# Data for this task
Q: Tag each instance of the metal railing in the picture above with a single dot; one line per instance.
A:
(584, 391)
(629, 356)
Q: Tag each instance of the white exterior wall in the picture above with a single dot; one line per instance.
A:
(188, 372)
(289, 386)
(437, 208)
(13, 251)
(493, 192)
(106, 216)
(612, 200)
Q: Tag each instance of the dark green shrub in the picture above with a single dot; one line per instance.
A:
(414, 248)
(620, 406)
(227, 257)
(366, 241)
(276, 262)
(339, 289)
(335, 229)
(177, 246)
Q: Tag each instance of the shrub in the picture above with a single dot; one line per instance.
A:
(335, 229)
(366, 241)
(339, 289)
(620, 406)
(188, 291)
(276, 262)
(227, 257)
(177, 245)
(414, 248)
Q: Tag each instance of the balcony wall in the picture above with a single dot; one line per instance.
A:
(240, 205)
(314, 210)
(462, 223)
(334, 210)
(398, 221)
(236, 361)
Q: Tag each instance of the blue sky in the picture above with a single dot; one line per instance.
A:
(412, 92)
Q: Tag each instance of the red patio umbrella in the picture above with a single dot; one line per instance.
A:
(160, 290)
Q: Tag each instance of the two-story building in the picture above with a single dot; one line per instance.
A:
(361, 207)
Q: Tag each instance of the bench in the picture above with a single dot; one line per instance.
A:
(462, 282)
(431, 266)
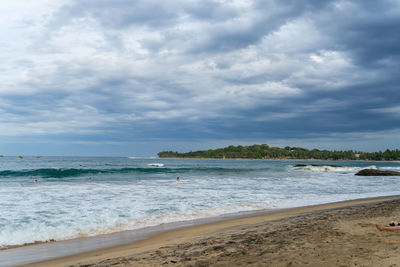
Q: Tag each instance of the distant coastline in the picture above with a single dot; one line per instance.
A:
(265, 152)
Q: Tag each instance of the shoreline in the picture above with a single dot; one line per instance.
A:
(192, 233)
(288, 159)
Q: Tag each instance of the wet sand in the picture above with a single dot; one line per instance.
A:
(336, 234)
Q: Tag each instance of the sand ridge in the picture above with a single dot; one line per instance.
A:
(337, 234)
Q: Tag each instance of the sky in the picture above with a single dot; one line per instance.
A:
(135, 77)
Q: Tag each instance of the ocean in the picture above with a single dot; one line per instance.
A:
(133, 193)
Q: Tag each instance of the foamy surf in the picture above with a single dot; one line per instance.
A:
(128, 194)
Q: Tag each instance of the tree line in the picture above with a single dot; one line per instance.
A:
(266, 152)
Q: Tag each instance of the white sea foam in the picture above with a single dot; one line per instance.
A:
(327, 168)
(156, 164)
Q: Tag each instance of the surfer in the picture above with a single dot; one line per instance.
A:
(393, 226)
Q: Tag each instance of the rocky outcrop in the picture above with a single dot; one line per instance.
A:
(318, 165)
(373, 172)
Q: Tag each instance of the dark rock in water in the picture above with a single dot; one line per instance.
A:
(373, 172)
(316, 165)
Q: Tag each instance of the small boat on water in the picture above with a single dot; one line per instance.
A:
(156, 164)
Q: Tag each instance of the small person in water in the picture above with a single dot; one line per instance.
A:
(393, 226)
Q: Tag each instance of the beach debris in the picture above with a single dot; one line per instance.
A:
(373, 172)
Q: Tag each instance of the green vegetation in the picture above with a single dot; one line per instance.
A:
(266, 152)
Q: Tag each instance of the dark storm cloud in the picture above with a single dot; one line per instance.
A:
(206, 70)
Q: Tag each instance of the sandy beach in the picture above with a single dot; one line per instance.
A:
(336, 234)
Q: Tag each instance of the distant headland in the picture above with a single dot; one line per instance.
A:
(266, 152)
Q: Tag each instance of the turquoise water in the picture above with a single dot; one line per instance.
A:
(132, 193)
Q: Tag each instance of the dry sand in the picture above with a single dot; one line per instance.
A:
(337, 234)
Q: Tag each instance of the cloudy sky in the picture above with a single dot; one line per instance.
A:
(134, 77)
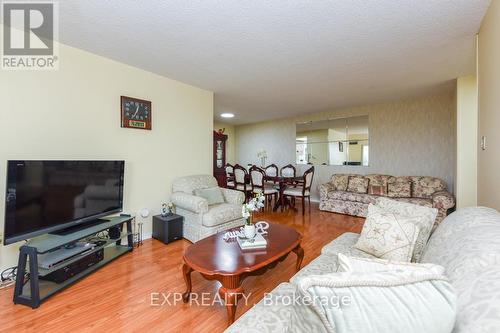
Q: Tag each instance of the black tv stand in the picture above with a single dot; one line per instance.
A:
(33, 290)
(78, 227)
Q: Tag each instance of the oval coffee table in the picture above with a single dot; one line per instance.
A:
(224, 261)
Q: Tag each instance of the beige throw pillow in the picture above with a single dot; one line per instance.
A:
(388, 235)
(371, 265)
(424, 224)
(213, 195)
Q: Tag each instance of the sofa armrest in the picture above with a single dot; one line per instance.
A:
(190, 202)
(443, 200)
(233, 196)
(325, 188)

...

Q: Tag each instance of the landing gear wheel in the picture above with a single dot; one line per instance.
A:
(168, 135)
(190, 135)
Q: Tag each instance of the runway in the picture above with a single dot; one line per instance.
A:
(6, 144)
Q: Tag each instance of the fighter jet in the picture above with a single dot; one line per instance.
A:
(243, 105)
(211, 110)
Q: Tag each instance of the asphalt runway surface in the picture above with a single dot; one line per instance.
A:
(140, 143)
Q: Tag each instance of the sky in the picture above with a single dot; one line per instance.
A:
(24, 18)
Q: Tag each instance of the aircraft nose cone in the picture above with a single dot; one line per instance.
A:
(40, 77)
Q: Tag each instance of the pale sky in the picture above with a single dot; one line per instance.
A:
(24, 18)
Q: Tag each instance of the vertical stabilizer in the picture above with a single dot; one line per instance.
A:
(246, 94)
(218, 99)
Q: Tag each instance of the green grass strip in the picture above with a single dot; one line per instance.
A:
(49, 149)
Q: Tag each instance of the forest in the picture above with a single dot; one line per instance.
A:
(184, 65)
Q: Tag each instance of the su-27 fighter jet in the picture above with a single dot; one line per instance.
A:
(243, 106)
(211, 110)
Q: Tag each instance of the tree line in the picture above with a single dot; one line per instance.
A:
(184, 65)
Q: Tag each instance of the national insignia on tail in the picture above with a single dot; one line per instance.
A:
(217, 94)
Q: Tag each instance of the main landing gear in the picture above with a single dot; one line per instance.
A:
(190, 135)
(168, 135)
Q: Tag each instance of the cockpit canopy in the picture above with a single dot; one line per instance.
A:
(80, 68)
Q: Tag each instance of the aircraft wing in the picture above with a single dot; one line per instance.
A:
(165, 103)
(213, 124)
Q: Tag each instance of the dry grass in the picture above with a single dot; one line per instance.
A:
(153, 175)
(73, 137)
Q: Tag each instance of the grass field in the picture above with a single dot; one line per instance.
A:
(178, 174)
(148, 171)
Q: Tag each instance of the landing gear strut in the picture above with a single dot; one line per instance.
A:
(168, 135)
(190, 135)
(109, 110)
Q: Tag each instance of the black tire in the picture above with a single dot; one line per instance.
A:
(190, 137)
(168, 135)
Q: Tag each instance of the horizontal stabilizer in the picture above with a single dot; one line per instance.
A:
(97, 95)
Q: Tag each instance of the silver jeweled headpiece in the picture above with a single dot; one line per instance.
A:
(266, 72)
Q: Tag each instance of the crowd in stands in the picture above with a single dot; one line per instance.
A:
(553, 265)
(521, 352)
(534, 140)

# Directions for this task
Pick every line from the listing holding the string "black", and copy it.

# Expected answer
Q: Tag each instance of the black tv stand in the picture above with a single dot; one line per instance.
Q: Tag each instance of the black tire in the picture above with a single dot; one line per instance.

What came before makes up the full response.